======== Records for the task
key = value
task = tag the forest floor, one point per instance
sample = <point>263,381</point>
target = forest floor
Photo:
================
======== Records for the task
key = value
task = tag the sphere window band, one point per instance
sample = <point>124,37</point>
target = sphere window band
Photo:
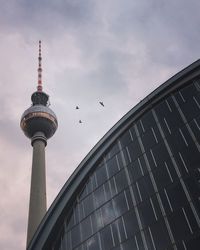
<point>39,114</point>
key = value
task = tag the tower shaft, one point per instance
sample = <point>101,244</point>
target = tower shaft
================
■ Work to do ■
Locate every line in the rows above that contains the string "point", and copy each one.

■ Finished answer ■
task = tag the forest floor, one point per instance
sample = <point>263,381</point>
task = tag the sphere window band, one point per instance
sample = <point>124,37</point>
<point>39,114</point>
task = tag the tower shaft, one point per instance
sample = <point>101,244</point>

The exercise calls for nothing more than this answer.